====== Data rows ======

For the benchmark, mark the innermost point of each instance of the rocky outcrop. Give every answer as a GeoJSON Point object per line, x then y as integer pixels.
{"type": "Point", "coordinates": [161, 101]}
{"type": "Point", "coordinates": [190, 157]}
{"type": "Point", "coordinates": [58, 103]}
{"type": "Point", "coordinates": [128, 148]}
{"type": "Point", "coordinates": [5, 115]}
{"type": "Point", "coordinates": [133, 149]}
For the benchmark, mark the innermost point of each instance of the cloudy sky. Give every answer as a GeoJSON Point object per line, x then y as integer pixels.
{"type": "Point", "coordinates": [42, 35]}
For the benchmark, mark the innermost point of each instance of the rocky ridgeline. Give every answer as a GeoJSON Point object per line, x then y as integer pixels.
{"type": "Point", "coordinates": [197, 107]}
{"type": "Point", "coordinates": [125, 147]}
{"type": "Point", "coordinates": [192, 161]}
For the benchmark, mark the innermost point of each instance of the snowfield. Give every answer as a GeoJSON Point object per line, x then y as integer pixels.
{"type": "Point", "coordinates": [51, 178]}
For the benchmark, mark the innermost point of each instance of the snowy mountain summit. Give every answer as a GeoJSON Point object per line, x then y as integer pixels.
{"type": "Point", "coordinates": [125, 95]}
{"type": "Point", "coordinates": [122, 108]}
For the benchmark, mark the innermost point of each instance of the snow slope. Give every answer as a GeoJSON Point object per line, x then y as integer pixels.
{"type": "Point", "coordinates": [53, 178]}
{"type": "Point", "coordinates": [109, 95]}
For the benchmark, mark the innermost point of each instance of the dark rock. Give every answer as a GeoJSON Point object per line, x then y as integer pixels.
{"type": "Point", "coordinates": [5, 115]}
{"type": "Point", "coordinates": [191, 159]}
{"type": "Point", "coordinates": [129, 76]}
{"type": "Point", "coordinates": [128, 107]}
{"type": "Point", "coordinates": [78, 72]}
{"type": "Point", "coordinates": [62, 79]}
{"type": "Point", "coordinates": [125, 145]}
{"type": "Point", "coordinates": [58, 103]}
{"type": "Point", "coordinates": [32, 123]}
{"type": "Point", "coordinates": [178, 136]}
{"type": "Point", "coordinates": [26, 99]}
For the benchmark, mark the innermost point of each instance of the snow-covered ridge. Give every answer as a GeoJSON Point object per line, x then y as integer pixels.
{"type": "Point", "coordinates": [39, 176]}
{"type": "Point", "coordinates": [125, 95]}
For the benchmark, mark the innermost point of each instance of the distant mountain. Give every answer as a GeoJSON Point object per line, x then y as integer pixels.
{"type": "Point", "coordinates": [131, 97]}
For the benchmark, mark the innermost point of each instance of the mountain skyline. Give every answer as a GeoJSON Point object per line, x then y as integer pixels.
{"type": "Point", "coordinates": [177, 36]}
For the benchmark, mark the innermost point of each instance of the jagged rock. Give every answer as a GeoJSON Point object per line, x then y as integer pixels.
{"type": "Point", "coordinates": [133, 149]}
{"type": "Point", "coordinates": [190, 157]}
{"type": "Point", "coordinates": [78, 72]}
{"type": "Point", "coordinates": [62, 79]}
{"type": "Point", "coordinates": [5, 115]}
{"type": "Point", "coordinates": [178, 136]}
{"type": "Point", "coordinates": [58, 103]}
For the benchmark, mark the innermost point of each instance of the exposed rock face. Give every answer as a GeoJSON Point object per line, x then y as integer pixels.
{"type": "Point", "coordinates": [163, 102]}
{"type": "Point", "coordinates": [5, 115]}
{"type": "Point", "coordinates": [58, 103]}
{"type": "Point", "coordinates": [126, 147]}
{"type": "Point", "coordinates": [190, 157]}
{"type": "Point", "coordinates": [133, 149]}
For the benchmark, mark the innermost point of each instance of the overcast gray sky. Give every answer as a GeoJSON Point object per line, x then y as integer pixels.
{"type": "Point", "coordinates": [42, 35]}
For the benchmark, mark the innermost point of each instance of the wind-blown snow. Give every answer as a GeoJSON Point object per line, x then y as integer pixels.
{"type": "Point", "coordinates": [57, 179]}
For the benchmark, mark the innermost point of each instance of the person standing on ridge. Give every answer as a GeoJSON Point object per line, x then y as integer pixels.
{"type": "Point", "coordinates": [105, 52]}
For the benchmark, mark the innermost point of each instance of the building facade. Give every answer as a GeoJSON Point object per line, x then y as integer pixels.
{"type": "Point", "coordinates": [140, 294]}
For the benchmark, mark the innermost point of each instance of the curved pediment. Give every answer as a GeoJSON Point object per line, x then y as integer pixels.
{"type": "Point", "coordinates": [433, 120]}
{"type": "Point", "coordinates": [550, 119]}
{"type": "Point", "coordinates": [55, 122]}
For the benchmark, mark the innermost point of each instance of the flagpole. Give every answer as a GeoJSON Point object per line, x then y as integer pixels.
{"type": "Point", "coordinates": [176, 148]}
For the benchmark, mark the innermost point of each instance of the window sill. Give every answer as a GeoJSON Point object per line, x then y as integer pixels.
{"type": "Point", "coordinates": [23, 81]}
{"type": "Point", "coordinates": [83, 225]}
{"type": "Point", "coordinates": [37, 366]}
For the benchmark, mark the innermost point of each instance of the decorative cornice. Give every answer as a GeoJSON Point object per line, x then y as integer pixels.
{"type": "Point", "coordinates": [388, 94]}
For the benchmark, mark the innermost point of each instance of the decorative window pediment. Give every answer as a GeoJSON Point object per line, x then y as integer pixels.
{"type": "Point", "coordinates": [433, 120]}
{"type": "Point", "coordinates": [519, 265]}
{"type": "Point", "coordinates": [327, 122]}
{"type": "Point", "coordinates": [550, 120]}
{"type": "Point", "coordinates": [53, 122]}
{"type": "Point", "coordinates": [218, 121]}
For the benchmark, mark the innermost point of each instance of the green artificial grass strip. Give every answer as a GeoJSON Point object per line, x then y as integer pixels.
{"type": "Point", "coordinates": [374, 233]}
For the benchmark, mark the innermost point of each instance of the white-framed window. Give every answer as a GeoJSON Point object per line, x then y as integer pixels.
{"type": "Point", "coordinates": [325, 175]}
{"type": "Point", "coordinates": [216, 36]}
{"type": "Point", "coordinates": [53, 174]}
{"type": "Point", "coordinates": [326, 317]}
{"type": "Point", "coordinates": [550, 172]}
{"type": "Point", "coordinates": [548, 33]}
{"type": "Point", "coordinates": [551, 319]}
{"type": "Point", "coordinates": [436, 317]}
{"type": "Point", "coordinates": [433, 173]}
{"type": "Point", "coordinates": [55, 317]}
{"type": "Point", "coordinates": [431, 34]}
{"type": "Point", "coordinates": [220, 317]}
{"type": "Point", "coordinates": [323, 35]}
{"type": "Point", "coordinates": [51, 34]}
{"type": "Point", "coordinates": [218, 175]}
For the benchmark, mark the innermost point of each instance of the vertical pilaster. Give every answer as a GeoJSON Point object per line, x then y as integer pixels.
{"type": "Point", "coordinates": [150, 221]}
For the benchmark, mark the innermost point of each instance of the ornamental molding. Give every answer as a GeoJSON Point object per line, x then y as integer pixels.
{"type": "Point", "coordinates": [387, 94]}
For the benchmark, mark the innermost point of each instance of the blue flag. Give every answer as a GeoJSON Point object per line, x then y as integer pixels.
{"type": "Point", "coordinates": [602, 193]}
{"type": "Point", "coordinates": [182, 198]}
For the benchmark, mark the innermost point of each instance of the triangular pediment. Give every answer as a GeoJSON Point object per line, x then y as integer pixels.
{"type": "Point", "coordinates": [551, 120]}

======

Echo the listing word for word, from the line that contains "of the blue" down to the end of the listing.

For the benchmark, mark the innermost point of each instance of the blue flag. Give every answer as a GeoJSON Point object per line, x then y as integer pixels.
{"type": "Point", "coordinates": [602, 193]}
{"type": "Point", "coordinates": [182, 198]}
For the benchmark, mark the innermost point of each instance of the triangular pediment. Give every answer as a GeoJSON Point object per line, x then y as integer pixels.
{"type": "Point", "coordinates": [551, 120]}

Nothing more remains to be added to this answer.